AIM:
Each line from the one that contains "target | white golf shoe" to the end of the material must be set down exactly, and no line before it.

Position annotation records
****************

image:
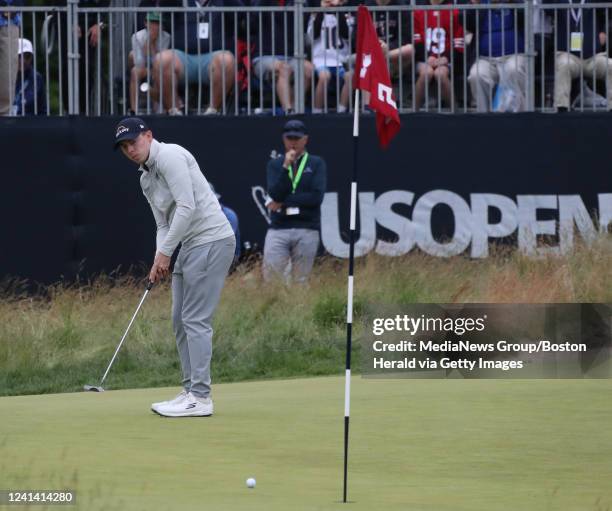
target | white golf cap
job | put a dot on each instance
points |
(25, 46)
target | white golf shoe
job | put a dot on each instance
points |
(180, 397)
(190, 406)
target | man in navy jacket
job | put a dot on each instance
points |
(296, 185)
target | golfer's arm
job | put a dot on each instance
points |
(162, 227)
(175, 170)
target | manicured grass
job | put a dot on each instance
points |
(60, 340)
(428, 445)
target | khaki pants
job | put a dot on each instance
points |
(569, 66)
(487, 72)
(8, 66)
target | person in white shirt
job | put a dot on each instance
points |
(329, 34)
(146, 43)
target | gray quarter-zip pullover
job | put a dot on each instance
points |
(185, 208)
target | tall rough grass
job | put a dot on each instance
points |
(65, 337)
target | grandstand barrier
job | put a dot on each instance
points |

****************

SOLUTION:
target | white golf shoe
job | put a dot on each instance
points |
(180, 397)
(190, 406)
target | man in navy jacket
job | put a dot on each instance
points |
(296, 185)
target | golfer's arm
job | put a dot on each instance
points |
(162, 227)
(175, 170)
target | manicured grass
job | put a dot on each instance
points |
(60, 340)
(428, 445)
target | khaki pants
job | put a dot on each instance
points |
(569, 66)
(487, 72)
(8, 66)
target | person in white shirt
job | put a dot on each instance
points |
(329, 34)
(146, 43)
target | gray quarter-zip pullover
job | put a dot on each instance
points |
(185, 208)
target | tall rough grass
job | put a dot on each instance
points |
(65, 337)
target | grandstand barrier
job | put a dot on each instance
points |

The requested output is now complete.